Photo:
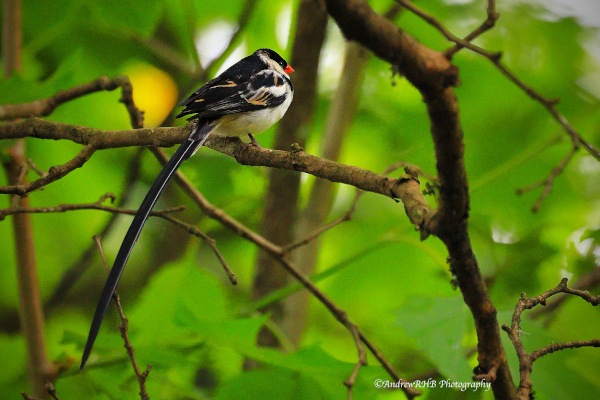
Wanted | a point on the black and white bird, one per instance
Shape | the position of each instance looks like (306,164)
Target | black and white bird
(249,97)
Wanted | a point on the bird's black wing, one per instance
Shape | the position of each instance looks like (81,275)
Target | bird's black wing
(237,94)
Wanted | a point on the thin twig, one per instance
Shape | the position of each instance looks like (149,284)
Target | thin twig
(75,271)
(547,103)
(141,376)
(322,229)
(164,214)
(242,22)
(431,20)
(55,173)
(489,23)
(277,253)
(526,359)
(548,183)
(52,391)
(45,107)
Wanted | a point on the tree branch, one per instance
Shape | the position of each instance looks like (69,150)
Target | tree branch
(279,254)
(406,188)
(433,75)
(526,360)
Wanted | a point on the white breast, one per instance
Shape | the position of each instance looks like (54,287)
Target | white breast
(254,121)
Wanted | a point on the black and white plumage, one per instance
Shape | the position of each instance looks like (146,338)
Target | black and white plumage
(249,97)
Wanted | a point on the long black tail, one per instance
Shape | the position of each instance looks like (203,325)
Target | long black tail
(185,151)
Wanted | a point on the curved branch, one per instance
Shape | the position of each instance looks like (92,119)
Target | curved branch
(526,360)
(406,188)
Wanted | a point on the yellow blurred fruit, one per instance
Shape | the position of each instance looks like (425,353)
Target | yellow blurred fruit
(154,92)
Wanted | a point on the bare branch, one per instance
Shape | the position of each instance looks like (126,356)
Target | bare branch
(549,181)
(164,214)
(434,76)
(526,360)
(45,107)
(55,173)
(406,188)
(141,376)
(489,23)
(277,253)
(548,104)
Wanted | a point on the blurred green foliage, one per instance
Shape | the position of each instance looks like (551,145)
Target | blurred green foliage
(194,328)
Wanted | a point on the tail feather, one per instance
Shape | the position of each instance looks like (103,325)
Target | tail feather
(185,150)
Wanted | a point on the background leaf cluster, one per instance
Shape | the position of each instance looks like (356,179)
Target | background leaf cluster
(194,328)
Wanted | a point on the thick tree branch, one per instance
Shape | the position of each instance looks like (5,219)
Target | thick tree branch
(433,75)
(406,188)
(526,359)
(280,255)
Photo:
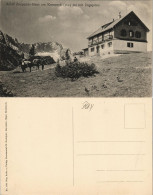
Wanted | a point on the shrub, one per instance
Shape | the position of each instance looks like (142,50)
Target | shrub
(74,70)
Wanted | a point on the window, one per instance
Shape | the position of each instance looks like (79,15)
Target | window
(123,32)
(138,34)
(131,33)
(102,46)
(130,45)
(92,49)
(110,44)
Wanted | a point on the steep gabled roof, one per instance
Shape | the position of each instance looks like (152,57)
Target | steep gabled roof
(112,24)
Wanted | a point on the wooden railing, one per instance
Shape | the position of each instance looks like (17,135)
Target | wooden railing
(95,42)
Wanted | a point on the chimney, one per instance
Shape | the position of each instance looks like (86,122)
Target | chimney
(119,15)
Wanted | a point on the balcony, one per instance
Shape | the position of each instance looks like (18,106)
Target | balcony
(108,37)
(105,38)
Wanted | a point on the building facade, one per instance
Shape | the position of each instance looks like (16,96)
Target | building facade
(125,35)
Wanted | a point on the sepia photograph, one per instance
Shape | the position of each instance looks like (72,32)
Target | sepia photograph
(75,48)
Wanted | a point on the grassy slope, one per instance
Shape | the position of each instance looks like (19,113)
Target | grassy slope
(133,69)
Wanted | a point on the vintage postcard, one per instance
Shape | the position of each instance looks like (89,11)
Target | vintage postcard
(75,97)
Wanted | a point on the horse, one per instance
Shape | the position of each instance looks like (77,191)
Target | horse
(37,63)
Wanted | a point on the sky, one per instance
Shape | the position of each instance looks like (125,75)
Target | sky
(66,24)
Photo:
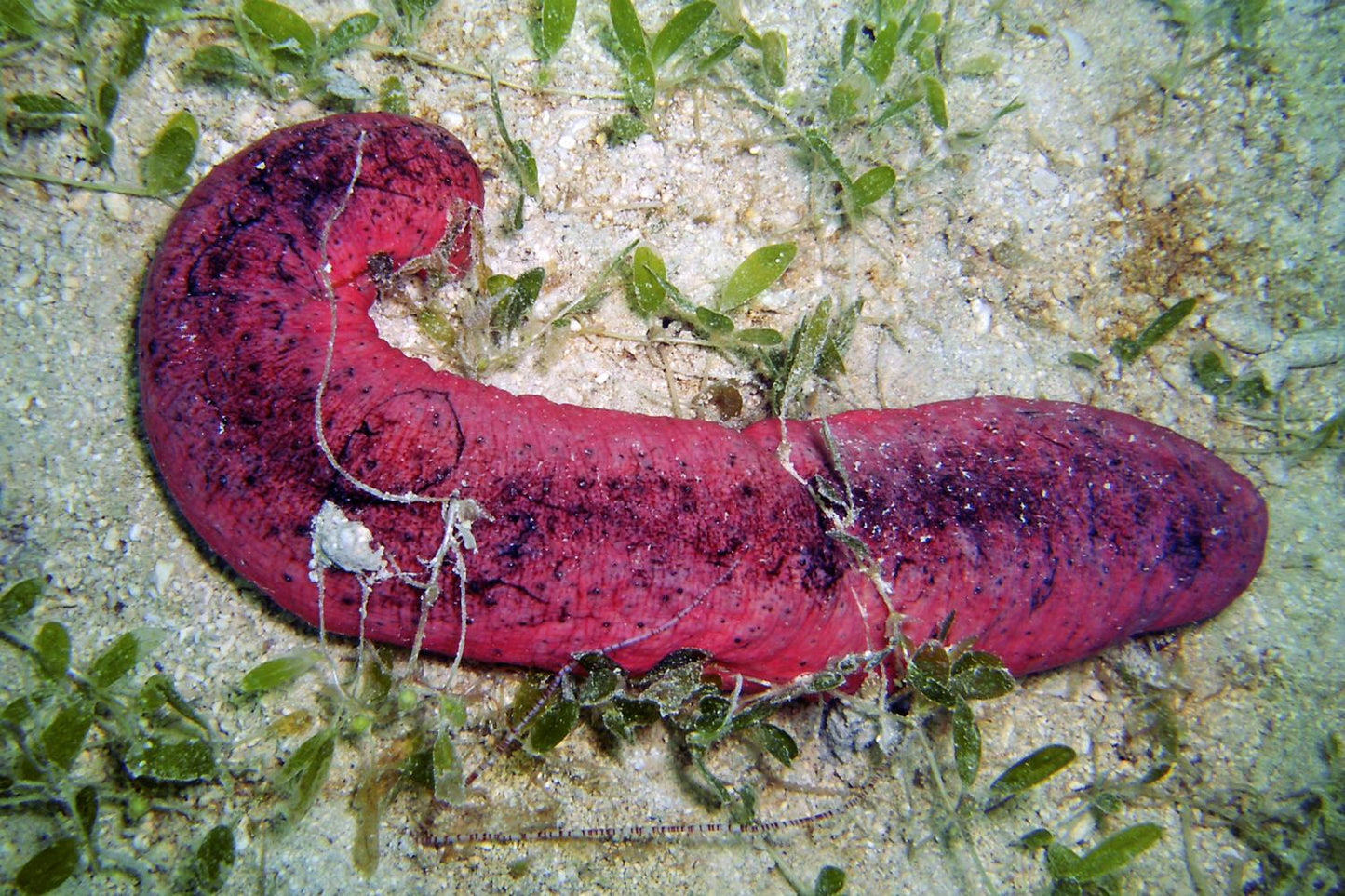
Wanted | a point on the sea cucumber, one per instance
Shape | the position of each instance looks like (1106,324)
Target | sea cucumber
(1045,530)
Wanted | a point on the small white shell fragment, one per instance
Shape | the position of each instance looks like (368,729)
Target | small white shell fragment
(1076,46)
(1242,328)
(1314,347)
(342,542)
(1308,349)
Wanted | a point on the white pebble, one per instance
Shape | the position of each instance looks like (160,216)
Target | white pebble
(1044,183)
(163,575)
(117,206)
——————
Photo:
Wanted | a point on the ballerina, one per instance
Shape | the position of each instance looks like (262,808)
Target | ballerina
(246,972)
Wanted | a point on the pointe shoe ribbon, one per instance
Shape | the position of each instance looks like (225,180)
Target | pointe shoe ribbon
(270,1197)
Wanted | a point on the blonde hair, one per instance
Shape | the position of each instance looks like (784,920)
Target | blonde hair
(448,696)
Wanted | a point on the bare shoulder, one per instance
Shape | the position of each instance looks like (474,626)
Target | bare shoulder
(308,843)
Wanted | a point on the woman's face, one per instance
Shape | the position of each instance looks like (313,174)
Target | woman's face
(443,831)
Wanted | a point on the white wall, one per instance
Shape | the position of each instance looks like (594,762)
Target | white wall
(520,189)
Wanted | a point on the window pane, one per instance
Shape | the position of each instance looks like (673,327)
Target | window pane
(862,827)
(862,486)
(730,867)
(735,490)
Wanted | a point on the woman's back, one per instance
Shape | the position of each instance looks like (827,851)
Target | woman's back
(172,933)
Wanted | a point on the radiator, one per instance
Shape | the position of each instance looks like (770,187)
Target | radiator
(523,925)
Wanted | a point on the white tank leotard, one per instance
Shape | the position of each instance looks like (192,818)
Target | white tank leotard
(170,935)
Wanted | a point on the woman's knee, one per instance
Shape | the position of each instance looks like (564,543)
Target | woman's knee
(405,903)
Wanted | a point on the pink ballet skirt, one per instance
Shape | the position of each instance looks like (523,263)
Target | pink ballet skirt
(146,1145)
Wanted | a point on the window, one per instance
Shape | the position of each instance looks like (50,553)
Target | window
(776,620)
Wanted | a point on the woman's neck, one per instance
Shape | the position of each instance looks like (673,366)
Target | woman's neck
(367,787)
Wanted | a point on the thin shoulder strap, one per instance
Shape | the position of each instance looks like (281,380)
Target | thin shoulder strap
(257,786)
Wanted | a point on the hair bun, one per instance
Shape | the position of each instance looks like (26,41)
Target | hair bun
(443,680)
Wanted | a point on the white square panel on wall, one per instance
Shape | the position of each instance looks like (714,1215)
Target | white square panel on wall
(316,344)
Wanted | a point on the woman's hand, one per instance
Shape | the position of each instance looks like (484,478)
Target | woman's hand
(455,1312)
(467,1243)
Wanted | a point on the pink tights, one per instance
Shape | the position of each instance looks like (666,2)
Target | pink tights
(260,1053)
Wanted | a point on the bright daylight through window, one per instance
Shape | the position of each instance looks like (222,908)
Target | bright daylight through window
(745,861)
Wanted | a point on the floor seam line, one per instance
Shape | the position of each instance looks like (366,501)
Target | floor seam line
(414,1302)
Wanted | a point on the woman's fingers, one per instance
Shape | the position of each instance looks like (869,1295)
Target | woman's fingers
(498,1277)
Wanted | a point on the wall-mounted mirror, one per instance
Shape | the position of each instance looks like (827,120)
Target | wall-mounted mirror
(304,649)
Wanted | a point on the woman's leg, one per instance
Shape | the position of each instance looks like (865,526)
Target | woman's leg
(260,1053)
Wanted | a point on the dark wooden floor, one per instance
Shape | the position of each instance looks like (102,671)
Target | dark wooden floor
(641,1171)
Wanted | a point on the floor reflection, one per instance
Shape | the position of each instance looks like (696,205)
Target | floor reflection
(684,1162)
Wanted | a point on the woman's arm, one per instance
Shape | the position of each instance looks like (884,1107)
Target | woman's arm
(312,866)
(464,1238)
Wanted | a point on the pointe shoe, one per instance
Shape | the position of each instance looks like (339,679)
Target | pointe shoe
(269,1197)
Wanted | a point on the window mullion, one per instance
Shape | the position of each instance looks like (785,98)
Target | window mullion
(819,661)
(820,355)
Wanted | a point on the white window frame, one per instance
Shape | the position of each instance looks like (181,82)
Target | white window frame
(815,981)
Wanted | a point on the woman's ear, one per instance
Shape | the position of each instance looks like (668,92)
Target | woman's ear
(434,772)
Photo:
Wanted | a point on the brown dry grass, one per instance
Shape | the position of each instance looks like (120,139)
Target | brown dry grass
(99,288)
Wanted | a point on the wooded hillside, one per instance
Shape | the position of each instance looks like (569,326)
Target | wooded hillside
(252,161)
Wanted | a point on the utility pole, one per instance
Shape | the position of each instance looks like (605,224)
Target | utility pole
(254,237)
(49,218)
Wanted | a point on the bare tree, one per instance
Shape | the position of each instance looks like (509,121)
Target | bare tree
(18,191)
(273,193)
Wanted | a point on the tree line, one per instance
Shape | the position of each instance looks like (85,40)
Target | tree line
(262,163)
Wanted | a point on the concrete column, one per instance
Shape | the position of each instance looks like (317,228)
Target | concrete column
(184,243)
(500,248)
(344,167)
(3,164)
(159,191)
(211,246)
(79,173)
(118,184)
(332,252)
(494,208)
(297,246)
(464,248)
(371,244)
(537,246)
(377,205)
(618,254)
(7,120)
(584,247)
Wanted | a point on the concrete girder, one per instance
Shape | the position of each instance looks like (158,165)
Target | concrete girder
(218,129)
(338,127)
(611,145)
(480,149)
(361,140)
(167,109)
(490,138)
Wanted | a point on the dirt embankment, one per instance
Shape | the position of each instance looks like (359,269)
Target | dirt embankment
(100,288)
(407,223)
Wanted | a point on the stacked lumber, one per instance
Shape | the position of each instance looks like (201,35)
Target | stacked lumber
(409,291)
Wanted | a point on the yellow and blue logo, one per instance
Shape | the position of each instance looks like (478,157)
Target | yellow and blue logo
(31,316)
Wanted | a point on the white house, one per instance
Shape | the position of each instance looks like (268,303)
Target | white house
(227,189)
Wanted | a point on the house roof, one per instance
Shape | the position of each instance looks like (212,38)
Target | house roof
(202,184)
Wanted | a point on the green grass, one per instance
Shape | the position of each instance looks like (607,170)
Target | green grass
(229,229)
——————
* _Exercise_
How many lines in the entries above contain the word "horse"? Reply with the number alone.

* _Output of the task_
2